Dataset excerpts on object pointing
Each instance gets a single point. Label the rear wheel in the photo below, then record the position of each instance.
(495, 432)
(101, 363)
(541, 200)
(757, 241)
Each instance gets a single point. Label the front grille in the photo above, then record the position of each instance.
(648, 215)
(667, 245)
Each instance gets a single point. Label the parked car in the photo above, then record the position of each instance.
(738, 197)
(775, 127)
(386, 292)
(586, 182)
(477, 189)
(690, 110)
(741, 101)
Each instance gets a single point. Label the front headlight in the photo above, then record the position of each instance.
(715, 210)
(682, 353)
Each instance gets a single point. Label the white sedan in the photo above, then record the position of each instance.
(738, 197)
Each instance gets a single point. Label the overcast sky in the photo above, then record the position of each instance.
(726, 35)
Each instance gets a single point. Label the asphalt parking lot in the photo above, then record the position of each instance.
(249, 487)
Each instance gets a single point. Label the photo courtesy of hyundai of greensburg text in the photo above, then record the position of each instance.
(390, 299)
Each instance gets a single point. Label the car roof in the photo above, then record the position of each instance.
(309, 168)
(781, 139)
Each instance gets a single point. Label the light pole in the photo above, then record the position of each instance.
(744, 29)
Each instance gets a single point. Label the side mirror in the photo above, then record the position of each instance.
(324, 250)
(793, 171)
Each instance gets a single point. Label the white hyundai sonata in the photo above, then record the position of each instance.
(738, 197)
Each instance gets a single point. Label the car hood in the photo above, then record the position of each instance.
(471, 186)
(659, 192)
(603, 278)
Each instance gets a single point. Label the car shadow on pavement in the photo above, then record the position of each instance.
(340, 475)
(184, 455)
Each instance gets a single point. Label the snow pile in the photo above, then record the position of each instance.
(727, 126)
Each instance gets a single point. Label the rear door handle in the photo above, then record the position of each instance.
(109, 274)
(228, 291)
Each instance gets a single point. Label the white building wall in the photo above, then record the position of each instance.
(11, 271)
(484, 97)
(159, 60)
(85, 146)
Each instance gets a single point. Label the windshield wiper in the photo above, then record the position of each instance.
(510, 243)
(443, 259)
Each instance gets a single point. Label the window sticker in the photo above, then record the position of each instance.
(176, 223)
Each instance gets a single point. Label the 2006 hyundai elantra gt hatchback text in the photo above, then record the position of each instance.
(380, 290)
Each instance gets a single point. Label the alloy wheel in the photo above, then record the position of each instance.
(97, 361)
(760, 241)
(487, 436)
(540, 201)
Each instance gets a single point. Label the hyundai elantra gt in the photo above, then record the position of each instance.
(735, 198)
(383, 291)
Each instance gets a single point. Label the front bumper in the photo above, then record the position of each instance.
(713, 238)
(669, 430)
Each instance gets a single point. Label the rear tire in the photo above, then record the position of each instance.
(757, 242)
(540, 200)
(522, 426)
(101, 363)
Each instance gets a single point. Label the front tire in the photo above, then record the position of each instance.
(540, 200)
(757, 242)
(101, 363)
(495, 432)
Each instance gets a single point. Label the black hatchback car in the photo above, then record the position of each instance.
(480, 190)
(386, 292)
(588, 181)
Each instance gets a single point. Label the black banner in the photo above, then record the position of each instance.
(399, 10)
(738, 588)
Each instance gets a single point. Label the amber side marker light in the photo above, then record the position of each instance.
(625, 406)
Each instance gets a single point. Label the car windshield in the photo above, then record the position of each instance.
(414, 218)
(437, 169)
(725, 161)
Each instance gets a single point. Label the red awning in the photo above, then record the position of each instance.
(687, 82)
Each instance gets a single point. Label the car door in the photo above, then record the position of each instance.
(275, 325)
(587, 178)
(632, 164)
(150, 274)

---

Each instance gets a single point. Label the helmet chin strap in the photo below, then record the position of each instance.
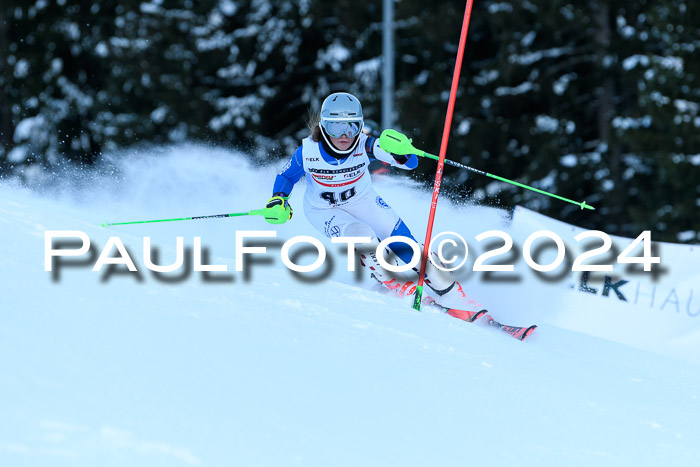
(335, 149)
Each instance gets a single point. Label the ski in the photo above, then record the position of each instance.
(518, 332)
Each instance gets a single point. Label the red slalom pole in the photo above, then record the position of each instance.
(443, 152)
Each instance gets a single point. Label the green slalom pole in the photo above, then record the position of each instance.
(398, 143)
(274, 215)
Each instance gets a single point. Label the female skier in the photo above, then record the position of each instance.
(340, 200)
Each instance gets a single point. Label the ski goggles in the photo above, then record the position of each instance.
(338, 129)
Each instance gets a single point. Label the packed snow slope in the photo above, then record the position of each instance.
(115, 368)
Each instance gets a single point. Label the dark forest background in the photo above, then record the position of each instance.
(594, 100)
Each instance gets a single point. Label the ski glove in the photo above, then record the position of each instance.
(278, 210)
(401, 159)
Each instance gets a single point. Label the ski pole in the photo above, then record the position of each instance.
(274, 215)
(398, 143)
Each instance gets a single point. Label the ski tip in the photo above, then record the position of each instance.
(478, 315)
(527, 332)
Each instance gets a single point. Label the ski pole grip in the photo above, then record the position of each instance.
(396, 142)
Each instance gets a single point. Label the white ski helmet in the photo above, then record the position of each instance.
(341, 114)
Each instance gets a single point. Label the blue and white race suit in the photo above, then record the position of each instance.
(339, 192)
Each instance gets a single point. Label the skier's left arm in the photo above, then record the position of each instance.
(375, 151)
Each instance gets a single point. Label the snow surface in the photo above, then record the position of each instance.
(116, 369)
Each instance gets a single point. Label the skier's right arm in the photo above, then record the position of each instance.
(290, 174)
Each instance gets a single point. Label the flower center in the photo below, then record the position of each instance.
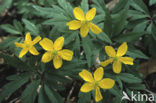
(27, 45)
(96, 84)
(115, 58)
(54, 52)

*What you will do*: Collect every line above that contains the word "slalom" and copy each one in full. Match the case exactly.

*Finished answer*:
Each instance gets a single point. Label the red slalom pole in the photo above, then record the position of each instance.
Each instance gets a single point. Label the green slalom pole in the photo above, then record the position of each instance.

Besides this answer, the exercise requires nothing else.